HC Deb 15 March 1888 vol 323 cc1274-5
MR. WINTERBOTHAM (Gloucester, Cirencester)

asked the Secretary of State for the Home Department, Whether John Duggan, unemployed labourer, of 13, Sardinia Place, Lincoln's Inn Fields, was, on the 1st of March, sentenced to, and underwent, five days' imprisonment on bread and water, with plank bed, for not sending his boy, aged nine, to St. Mary's School, and whether the reason stated by Duggan to the magistrate, Sir James Ingham, was correct—namely, that the child's absence was caused by the family being foodless, and the boy suffering from a bad ankle; and, whether he was at the time actually under treatment for the same at King's College Hospital (out patient. No. 2235)?

THE SECRETARY OF STATE (Mr. MATTHEWS) (Birmingham, E.)

• EXERCISES TO COMPLETE:
[1] In the Commons exchange, at which hospital was the boy said to be under treatment for his ankle?
[2] Duplicate the Commons exchange between "HC Deb 15 March" and "MATTHEWS) (Birmingham, E.)", inclusive.
[3] Pick up the Commons exchange from the point where it stops.
The material after this point comes from a separate source.

• GIVEN ENTRIES:
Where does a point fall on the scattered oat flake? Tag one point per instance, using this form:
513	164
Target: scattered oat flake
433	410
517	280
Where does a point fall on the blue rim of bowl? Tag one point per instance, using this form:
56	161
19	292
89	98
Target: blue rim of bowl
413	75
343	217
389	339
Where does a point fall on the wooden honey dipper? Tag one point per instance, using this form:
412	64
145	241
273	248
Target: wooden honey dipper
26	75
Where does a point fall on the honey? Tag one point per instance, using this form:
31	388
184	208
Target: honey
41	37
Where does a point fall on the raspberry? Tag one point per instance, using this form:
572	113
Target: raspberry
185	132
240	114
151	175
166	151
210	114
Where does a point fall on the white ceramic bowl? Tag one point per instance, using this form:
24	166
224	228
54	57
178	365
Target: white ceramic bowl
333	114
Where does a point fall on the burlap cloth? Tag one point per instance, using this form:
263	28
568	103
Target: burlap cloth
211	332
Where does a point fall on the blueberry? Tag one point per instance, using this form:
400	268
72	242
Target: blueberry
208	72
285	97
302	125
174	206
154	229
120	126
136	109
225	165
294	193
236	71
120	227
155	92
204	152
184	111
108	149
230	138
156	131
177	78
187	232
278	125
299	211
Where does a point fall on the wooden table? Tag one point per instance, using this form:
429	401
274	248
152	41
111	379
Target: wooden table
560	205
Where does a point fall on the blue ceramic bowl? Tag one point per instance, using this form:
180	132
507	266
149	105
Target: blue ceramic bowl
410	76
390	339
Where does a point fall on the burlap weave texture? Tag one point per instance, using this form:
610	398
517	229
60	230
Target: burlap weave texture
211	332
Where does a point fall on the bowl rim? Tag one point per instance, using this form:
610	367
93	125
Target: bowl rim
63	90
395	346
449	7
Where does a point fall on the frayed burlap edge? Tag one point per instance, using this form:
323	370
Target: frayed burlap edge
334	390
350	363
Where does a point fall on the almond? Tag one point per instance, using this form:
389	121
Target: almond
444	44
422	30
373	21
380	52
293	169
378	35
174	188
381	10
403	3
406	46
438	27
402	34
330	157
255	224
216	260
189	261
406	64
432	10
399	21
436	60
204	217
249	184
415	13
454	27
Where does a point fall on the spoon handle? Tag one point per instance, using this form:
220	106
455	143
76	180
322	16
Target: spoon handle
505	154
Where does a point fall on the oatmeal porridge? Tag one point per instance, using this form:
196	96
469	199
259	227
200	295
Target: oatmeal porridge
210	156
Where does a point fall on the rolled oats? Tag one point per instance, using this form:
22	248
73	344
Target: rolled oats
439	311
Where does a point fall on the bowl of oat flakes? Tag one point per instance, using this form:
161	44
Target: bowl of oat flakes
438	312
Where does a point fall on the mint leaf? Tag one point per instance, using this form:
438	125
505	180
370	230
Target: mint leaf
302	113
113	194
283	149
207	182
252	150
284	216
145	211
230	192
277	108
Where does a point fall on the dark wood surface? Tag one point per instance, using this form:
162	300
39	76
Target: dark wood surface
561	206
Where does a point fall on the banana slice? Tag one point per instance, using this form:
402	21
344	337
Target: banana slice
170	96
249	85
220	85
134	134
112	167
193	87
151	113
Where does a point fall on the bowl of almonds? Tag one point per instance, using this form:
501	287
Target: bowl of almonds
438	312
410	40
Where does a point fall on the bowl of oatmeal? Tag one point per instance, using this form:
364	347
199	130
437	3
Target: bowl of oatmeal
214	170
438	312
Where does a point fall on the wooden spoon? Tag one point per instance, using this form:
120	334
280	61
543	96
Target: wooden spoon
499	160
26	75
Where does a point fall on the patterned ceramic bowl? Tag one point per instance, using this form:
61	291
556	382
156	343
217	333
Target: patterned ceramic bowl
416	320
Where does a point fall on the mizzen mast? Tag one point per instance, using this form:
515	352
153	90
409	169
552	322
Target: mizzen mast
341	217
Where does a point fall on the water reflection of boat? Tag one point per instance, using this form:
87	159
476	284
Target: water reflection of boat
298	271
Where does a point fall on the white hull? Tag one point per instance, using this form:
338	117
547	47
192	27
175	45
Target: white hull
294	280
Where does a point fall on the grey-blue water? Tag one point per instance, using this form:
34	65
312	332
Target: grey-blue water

• OUTPUTS IN ORDER:
[1] King's College Hospital

[2]
HC Deb 15 March 1888 vol 323 cc1274-5
MR. WINTERBOTHAM (Gloucester, Cirencester)

asked the Secretary of State for the Home Department, Whether John Duggan, unemployed labourer, of 13, Sardinia Place, Lincoln's Inn Fields, was, on the 1st of March, sentenced to, and underwent, five days' imprisonment on bread and water, with plank bed, for not sending his boy, aged nine, to St. Mary's School, and whether the reason stated by Duggan to the magistrate, Sir James Ingham, was correct—namely, that the child's absence was caused by the family being foodless, and the boy suffering from a bad ankle; and, whether he was at the time actually under treatment for the same at King's College Hospital (out patient. No. 2235)?

THE SECRETARY OF STATE (Mr. MATTHEWS) (Birmingham, E.)

[3]
I have received a Report from the magistrate, from which it appears that this man had been four times summoned for neglecting to send his son to school regularly. He had been twice previously convicted. On the occasion in question, I am informed, the attendances of the child had been only 22 in 126. For two weeks during this period the boy was sick, having hurt his ankle. The magistrate took this fact into account; but convicted the man, on the ground that the boy had been persistently irregular before he was sick, and fined him 3s. and 2s. costs.